DIRECTIONS -
a: In the notebook page on ensembling Random Forests, rewrite the paragraph beginning "This notebook demonstrates the advantages" as one shorter sentence that keeps its main facts.
b: List every section title given under "Structure:" in the notebook page on ensembling Random Forests.

EXTRACTED TEXT -
Potential Advantages of Ensembling Random Forests

In this notebook we will explore possible advantages of Ensembling Random Forests. This will be done both in a theoretical and practcal way.

This notebook demonstrates the advantages of ensembling multiple Random Forests from the perspective of uncertainty quantification, inspired by the probly library.

Structure:

  1. Introduction & Theoretical Background

  2. Data Generation & Setup

  3. Single Random Forest vs Ensemble Analysis

  4. Uncertainty Decomposition (Aleatoric vs Epistemic)

  5. Calibration Analysis

  6. Performance Comparison

  7. Conclusions

1. Import & Setup

!{sys.executable} -m pip install seaborn
Requirement already satisfied: seaborn in /Users/shane/probly/.venv/lib/python3.12/site-packages (0.13.2)
Requirement already satisfied: numpy!=1.24.0,>=1.20 in /Users/shane/probly/.venv/lib/python3.12/site-packages (from seaborn) (2.1.2)

MATERIAL PROVIDED -
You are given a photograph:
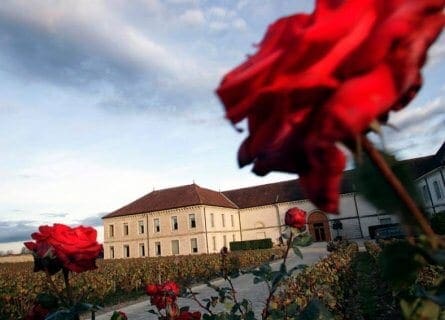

RESPONSES FOR EACH TASK -
a: The notebook shows, with inspiration from the probly library, how ensembling several Random Forests helps with uncertainty quantification.

b:
1. Introduction & Theoretical Background
2. Data Generation & Setup
3. Single Random Forest vs Ensemble Analysis
4. Uncertainty Decomposition (Aleatoric vs Epistemic)
5. Calibration Analysis
6. Performance Comparison
7. Conclusions